[Directions for this task] List every line below containing "sweatshirt".

[Data listing]
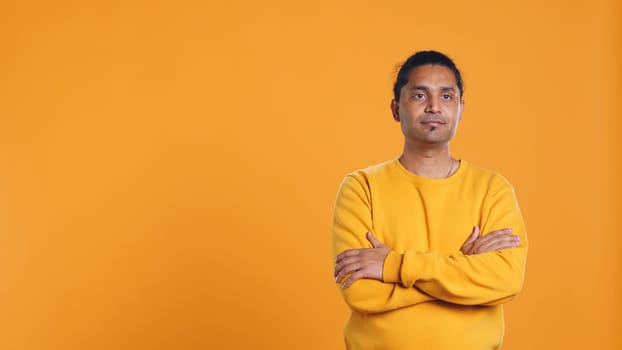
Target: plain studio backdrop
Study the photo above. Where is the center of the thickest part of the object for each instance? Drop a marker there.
(168, 168)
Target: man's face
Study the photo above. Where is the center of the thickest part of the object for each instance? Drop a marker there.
(430, 106)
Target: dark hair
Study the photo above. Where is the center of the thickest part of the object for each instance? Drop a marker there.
(422, 58)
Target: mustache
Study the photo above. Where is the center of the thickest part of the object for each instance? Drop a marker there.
(432, 118)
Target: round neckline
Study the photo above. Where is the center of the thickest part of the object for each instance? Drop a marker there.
(462, 164)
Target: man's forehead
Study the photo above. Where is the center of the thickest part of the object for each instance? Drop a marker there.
(431, 76)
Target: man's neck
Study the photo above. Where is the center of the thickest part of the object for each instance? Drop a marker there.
(433, 162)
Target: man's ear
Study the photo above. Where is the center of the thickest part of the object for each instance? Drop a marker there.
(395, 109)
(461, 108)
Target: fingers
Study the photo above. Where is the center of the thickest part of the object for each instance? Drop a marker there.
(501, 242)
(467, 246)
(353, 277)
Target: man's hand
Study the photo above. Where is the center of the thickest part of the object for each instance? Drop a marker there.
(361, 263)
(496, 240)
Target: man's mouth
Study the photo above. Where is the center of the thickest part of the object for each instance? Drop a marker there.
(433, 122)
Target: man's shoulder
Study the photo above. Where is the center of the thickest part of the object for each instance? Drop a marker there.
(373, 170)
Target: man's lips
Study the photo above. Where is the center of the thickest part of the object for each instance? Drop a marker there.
(433, 122)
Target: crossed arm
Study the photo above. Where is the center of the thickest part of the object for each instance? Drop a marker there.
(487, 270)
(369, 262)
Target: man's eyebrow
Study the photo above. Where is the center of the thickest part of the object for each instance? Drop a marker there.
(423, 87)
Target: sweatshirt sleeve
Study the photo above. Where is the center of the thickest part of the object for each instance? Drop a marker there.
(481, 279)
(352, 220)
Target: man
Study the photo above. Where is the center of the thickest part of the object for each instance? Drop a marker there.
(427, 247)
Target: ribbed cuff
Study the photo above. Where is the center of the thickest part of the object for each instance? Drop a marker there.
(410, 267)
(392, 267)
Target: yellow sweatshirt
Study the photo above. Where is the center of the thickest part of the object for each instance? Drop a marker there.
(432, 296)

[Written reply]
Target: sweatshirt sleeve
Target: yellow sweatshirt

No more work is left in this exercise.